:: TEXT PASSAGE
I want to do a scatter plot with a two-dimensional dataset. Suppose I have only 3 clusters. Then, I could assign each cluster a color of these: red, green and blue. If soft-assignment was made, then each datapoint would have a certain probability of belonging to each cluster. One can make that clear visually plotting each point in the scatter plot with an RGB value of $[p_1,p_2,p_3]$, where $p_i$ is the probability of that point to belong to cluster $i$.
This works for 2 or 3 classes. But what if I had more than 3? Is there a way to represent these probabilities in an intuitive way, preserving the position of each sample in the 2D space? I'm using R to do the plots, if that gives any useful information.
Best Answer
In general, this is a challenging problem, especially given the constraint that the relative positions in 2D space should be retained.
In the absence of that constraint, I would recommend a stacked bar plot. With thin bars and a sorted dataset, colours can easily be used to indicate the probability of belonging to different clusters for a fairly substantial number of points. Plots such as these are common in population genetics and can convey a fair amount of useful information, such as in this example.
If we are to stick with the constraint of retaining relative positions in 2 dimensions, I can think of one solution that would work for modest-sized datasets with a small number of clusters. For these cases, you can plot each point as a small pie; the segments of the pie denote the probability of belonging to each cluster.
Here is a worked example using 3 clusters
Note that this may be useful with >2 dimensions as well, by combining this with some sort of dimension reduction technique (for plotting - the clustering can be done in multidimensional space).
::::
:: INFORMATION PROVIDED
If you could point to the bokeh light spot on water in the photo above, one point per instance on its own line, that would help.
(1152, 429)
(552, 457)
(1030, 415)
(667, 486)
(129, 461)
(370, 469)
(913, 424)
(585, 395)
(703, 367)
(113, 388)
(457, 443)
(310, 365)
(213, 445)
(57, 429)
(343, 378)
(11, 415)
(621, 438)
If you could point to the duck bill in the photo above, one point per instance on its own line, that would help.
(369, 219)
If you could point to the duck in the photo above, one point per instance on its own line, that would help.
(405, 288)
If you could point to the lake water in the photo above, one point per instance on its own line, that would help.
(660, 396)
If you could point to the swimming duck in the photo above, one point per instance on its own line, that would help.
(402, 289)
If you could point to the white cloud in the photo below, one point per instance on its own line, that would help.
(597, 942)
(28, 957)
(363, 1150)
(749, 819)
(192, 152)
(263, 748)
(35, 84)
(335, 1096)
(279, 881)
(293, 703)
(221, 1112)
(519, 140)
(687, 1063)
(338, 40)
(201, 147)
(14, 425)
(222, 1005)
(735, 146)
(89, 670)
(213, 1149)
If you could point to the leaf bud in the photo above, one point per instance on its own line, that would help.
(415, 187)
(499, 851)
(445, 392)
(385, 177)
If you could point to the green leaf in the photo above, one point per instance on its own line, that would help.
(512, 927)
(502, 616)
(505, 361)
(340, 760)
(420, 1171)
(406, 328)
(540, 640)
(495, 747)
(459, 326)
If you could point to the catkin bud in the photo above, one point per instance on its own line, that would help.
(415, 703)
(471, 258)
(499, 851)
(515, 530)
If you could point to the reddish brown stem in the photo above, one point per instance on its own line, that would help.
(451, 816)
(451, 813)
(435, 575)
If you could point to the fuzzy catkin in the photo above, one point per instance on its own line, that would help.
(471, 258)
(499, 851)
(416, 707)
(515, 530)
::::
* [ACTIVITY LIST]
a) Answer each question from the clustering thread:
(i) What RGB value does the question assign to each point when there are three clusters?
(ii) In which field does the answer say stacked bar plots are common?
(iii) In the pie-based plot, what do the segments of each pie denote?
b) Duplicate the passage of the clustering thread from "In the absence" to "in this example.".
c) Rewrite the paragraph of the clustering thread that begins "In the absence of that constraint" in fewer words, keeping its main facts.
The lines are separate material.

* [ANSWERS BY ITEM NUMBER]
a)
(i) [p1, p2, p3], where pi is the probability that the point belongs to cluster i.
(ii) Population genetics.
(iii) The probability of belonging to each cluster.

b)
In the absence of that constraint, I would recommend a stacked bar plot. With thin bars and a sorted dataset, colours can easily be used to indicate the probability of belonging to different clusters for a fairly substantial number of points. Plots such as these are common in population genetics and can convey a fair amount of useful information, such as in this example.

c) Without the need to keep 2D positions, a stacked bar plot is recommended. With thin bars and sorted data, colors can show cluster-membership probabilities for a fairly large number of points. Such plots are common in population genetics and convey useful information.